• **Exercise requirements**
Every entry has to be output exactly, with none skipped.

Recorded data:
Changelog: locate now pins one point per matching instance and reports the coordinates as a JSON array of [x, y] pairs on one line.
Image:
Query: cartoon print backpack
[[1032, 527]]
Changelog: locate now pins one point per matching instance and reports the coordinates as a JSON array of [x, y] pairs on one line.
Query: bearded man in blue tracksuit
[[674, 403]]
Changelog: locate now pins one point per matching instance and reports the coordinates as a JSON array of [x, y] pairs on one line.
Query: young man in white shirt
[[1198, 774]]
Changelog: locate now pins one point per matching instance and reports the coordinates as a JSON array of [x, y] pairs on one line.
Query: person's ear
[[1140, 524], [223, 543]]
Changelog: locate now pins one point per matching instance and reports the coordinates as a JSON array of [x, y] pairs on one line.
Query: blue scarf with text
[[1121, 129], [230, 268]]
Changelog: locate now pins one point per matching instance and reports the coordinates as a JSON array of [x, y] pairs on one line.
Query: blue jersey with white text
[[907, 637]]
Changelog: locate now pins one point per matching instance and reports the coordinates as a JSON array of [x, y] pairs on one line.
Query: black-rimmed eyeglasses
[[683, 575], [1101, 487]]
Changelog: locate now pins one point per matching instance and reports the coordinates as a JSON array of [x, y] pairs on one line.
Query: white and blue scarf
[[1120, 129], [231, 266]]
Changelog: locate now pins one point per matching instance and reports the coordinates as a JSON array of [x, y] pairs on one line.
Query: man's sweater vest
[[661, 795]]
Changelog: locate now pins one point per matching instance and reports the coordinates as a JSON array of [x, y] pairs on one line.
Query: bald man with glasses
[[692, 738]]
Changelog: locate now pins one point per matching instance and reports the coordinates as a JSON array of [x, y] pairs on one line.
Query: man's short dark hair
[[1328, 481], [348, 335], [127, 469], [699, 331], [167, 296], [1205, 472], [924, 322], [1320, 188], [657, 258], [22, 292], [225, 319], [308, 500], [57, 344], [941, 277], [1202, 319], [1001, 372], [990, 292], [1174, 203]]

• **Expected output**
Changelog: locate now pins one point per matching instance and reports the coordinates as a JSON array of [x, y] pairs on one line.
Image:
Query: cartoon print backpack
[[1032, 527]]
Changelog: locate now pins one point per matching instance and reports the coordinates as a JSON array of [x, y] pairs on one line.
Query: bearded man in blue tracksuit
[[674, 403]]
Changelog: locate now pins one point per matching instance and reports the coordinates as a JSON array of [x, y] pairs on one line.
Query: young man in white shirt
[[1198, 774]]
Changelog: locate now pins one point per matching instance and reports the coordinates as a JSON array of [x, y] pairs on one line.
Query: person's ear
[[1140, 524], [223, 543]]
Changelog: locate now pins one point per matching instance and reports the coordinates as a JSON array of [x, y] pairs on one line.
Query: blue scarf with text
[[1121, 129], [230, 268]]
Changelog: locate now pins one point per matching instance and reports the coordinates as a JSON array of [x, y] pairs on one line.
Query: blue jersey with white text
[[907, 637]]
Changelog: locate now pins one point per matching instance and reports the coordinates as a JSON array of [x, y] pairs on one line.
Query: black-rimmed eyeglasses
[[683, 575], [1101, 487]]
Changelog: locate now pins one point per matching instance and reports the coordinates as a JSON array of [x, y] pairs on one line.
Query: white and blue scarf
[[1120, 129], [231, 266]]
Changelog: locate now pins one point per matching instance and reports the coordinates as a JSON array of [x, y] pairs on one line.
Query: man's sweater vest
[[661, 795]]
Changelog: locate now pins one point per matching instance and reports the coordinates as a JSON array of [x, y] pairs on one line.
Query: bald man with glasses
[[692, 738]]
Changelog: locate now pins one point per matching instance and reports the coordinates as a JSON array of [x, y] pairs on one line.
Query: man's short dark hair
[[1328, 481], [348, 335], [127, 469], [699, 331], [167, 296], [1205, 472], [924, 322], [1320, 188], [657, 258], [22, 292], [225, 319], [308, 500], [57, 344], [941, 277], [1202, 319], [1001, 372], [990, 292], [1174, 203]]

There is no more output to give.